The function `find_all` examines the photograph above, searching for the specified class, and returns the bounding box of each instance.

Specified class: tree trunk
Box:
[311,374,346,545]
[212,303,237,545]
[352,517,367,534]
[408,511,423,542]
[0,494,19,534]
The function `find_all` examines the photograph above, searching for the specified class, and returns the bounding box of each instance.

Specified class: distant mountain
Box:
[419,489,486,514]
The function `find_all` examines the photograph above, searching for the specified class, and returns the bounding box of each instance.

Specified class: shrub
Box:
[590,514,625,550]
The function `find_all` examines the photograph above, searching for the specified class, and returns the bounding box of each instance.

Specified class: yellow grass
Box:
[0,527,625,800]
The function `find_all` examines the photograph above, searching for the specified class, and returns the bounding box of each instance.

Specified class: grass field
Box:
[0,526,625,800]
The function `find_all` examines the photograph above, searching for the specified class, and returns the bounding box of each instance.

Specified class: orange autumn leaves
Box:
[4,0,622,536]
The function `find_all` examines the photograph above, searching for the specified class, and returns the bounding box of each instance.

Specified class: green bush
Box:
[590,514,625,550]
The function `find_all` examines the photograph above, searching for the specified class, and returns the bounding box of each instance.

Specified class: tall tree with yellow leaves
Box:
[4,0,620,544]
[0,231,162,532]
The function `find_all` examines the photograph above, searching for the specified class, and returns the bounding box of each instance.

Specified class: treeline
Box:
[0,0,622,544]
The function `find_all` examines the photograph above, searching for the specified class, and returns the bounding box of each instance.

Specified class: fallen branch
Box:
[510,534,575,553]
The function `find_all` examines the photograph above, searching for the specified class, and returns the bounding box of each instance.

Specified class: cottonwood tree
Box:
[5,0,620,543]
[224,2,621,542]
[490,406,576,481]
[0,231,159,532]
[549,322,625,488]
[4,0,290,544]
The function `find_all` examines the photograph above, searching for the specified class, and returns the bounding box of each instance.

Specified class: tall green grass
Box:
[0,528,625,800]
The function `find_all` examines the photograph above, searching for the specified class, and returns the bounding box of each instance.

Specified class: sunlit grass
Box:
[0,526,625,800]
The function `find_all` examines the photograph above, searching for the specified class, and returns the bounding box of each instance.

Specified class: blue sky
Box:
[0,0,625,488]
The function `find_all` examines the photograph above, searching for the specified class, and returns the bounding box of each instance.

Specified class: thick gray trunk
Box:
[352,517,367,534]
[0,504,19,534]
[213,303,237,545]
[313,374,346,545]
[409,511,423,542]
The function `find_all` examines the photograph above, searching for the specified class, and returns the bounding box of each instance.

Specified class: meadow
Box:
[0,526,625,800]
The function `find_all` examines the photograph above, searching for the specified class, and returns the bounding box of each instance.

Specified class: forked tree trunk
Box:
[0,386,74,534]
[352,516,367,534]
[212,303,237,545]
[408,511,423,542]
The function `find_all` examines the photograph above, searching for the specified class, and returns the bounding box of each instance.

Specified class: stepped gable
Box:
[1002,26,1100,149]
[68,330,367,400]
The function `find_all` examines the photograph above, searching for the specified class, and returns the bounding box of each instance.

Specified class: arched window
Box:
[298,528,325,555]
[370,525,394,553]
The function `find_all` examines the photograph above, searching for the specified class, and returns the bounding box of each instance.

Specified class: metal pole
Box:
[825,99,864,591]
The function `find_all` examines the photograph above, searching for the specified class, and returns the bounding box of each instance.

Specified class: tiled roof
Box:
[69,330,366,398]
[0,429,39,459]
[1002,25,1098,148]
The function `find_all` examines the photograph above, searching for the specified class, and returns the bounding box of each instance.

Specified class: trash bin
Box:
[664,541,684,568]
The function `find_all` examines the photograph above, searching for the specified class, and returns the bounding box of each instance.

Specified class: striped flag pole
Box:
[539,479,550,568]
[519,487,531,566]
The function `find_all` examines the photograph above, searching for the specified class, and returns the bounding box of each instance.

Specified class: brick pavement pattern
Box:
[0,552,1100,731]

§ Objective
Return every line of the listing above that contains the string "grass".

§ Reply
Specified class: yellow grass
Specified class: grass field
Specified class: tall green grass
Specified class: sunlit grass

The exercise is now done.